#### Texte fourni:
_ _ _
Jusqu’à quel point l’approche du plébiscite est-elle étrangère à cette agitation qui redouble en ce moment parmi les ouvriers de la plupart (les industries françaises ? Ce qui est certain, c’est que depuis quelque temps, surtout depuis qu’on a en perspective un de ces événemens faits pour passionner les esprits, ce mouvement de grèves a pris une intensité nouvelle ; il s’étend et se propage avec une sorte de régularité redoutable dans les grands centres industriels. Du Creuzot et de Fourchambault, il passe maintenant à Paris pour refluer de nouveau sans doute en province. Les fondeurs, les raffineurs de sucre, les débardeurs parisiens viennent à leur tour de sa mettre en grève, et dans bien d’autres métiers on est toujours sur le qui-vive. C’est une véritable épidémie suspendue sur l’industrie française. — On peut dire du reste que partout cette agitation procède des mêmes causes, et qu’elle obéit à une impulsion à peu près identique. Partout aussi c’est un programme invariable : diminution du travail, augmentation des salaires, égalité des rémunérations, abolition du travail à la tâche, droit pour les ouvriers de choisir leurs contre-maîtres. C’est sans doute pour concentrer ce mouvement, pour essayer de s’en emparer, qu’il y avait récemment à Paris une réunion des sections de l’Association internationale, où l’on commençait naturellement par proclamer « la république sociale avec toutes ses conséquences, » et où l’on votait les statuts de la fédération des sectionnaires parisiens.
_ _ _
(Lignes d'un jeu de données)
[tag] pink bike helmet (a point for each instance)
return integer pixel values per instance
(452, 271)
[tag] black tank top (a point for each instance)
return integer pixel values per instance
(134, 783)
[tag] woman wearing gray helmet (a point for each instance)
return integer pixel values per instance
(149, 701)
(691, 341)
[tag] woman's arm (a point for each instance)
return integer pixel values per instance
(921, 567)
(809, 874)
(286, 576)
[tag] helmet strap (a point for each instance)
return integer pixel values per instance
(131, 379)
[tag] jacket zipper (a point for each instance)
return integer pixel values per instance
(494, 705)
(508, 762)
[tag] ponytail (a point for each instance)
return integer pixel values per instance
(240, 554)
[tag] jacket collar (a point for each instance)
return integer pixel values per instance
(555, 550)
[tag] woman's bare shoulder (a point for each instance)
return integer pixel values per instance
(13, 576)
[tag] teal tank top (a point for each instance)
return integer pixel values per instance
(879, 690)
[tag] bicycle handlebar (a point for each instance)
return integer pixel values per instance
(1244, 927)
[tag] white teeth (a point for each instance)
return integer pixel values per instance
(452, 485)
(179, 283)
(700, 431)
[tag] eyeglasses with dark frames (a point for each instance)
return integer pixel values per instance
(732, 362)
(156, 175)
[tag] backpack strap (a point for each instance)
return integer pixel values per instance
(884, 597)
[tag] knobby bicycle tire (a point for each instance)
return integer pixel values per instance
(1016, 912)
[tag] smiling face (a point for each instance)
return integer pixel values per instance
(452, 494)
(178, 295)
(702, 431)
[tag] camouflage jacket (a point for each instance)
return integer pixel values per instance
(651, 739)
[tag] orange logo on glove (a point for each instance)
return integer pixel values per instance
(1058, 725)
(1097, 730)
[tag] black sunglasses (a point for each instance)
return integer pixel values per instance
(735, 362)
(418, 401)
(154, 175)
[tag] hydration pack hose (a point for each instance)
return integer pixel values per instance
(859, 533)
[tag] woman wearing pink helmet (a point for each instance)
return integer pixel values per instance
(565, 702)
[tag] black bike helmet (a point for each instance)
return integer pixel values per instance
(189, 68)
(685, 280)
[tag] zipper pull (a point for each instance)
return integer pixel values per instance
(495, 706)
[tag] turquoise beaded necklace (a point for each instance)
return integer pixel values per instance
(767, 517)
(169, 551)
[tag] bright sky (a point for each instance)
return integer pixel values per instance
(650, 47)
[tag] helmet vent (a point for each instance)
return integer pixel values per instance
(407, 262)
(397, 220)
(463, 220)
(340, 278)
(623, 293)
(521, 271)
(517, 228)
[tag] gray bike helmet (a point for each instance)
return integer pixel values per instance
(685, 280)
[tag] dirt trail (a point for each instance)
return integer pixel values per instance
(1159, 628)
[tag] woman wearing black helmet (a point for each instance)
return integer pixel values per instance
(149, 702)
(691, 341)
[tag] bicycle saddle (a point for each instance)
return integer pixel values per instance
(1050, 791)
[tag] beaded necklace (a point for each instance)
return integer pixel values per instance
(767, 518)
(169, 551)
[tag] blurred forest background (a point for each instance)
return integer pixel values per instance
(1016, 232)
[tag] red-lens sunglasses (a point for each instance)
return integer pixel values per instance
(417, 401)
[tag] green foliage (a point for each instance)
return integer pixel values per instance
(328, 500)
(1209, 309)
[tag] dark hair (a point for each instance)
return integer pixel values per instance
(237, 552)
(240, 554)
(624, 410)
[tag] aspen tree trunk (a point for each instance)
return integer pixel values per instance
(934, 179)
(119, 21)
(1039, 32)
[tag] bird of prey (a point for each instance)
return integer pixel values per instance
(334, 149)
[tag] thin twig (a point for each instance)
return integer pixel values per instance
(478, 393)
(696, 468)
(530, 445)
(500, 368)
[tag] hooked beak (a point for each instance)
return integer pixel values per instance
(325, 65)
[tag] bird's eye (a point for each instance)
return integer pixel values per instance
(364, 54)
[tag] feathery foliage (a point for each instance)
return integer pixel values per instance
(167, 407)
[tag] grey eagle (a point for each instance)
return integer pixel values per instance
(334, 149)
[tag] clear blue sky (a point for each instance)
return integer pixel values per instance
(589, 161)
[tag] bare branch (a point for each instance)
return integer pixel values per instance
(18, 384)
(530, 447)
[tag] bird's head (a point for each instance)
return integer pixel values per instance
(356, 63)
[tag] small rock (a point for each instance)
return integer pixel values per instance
_ _ _
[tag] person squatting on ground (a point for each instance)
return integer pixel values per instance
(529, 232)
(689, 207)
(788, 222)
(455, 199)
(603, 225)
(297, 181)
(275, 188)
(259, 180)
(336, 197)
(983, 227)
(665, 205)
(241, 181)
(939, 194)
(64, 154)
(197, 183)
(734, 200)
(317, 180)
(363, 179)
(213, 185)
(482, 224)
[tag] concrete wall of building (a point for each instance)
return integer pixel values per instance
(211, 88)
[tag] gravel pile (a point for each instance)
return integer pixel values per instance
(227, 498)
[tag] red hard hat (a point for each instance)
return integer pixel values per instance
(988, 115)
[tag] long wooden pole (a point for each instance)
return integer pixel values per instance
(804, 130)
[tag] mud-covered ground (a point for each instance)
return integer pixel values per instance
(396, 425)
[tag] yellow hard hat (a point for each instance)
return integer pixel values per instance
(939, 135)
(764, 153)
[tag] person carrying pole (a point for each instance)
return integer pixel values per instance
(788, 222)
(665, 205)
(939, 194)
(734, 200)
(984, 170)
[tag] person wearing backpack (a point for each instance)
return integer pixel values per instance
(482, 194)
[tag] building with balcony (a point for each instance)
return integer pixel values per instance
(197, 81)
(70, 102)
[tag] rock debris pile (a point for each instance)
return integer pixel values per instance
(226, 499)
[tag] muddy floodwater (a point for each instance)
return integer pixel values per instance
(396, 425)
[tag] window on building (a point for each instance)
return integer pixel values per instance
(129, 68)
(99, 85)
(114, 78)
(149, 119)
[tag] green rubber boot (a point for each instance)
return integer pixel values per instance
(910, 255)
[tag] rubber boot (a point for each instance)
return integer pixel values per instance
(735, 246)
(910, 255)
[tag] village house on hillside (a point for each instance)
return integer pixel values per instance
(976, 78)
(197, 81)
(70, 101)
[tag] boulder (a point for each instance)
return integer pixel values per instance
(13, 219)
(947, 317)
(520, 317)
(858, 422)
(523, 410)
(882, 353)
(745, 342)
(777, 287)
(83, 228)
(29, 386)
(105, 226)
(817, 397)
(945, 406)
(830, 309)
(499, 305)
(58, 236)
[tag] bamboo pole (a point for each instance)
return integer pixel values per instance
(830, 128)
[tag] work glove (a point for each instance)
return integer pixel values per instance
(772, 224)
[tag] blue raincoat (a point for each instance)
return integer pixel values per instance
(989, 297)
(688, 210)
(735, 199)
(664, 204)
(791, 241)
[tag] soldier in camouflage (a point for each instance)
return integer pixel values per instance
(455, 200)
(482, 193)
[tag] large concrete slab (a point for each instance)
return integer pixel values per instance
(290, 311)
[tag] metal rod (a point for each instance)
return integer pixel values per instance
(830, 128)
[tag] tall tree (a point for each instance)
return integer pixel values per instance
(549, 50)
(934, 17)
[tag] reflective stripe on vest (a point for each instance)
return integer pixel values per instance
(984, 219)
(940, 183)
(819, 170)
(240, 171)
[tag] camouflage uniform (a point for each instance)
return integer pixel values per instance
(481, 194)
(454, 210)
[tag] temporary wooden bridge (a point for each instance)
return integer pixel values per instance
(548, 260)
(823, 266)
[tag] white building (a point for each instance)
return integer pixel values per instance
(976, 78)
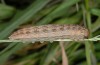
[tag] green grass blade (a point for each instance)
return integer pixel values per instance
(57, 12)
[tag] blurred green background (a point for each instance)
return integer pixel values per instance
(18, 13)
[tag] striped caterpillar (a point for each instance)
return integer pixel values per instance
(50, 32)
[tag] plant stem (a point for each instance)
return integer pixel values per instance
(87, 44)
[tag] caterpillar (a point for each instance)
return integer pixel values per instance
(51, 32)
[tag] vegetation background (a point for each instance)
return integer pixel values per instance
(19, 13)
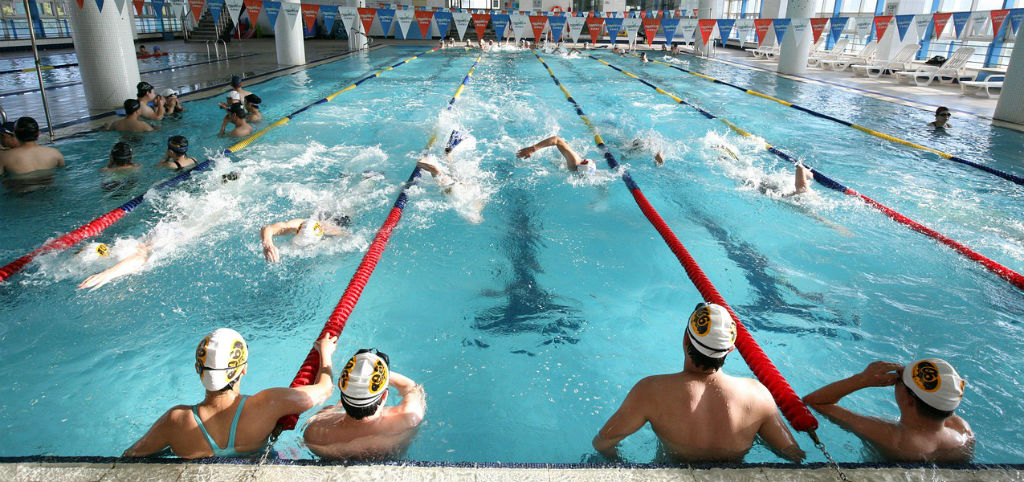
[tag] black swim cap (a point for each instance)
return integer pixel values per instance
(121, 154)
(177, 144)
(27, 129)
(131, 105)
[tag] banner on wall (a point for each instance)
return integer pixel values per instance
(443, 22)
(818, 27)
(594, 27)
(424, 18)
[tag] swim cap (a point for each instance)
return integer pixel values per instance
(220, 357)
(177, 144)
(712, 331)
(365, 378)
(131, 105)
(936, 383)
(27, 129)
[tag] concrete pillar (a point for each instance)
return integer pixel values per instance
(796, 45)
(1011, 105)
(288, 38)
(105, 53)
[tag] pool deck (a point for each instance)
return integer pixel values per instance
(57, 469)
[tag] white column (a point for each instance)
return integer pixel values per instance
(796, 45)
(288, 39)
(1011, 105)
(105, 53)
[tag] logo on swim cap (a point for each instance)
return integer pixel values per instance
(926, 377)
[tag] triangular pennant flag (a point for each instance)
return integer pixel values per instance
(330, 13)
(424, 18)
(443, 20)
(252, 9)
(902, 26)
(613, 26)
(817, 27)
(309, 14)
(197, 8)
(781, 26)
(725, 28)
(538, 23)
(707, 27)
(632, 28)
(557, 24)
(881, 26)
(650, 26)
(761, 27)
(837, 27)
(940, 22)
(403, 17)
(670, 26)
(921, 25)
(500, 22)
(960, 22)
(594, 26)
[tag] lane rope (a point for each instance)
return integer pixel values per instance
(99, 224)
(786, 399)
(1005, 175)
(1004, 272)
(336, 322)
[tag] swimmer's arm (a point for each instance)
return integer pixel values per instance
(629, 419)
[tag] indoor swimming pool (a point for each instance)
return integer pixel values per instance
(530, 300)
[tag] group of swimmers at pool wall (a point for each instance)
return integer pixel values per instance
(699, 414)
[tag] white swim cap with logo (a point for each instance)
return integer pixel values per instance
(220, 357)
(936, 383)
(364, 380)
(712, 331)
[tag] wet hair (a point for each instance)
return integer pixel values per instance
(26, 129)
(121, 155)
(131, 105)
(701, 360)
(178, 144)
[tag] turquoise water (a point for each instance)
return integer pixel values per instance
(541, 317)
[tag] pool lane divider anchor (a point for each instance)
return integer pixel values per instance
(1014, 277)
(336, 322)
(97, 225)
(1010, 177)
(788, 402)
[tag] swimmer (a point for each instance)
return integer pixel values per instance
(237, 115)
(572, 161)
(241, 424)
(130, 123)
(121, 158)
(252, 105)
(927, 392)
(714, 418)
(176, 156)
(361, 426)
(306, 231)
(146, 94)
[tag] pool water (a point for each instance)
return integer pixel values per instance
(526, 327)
_ _ _
Résumez en deux phrases le texte sur les grèves ouvrières.

#### Réponse:
Depuis quelque temps, surtout depuis qu'un événement propre à passionner les esprits est en perspective, le mouvement de grèves a pris une intensité nouvelle et s'étend aux grands centres industriels, passant du Creuzot et de Fourchambault à Paris, où les fondeurs, les raffineurs de sucre et les débardeurs se sont mis en grève. Partout cette agitation procède des mêmes causes et suit le même programme (diminution du travail, augmentation et égalité des salaires, abolition du travail à la tâche, choix des contremaîtres par les ouvriers), et une récente réunion parisienne des sections de l'Association internationale a proclamé « la république sociale » et voté les statuts d'une fédération.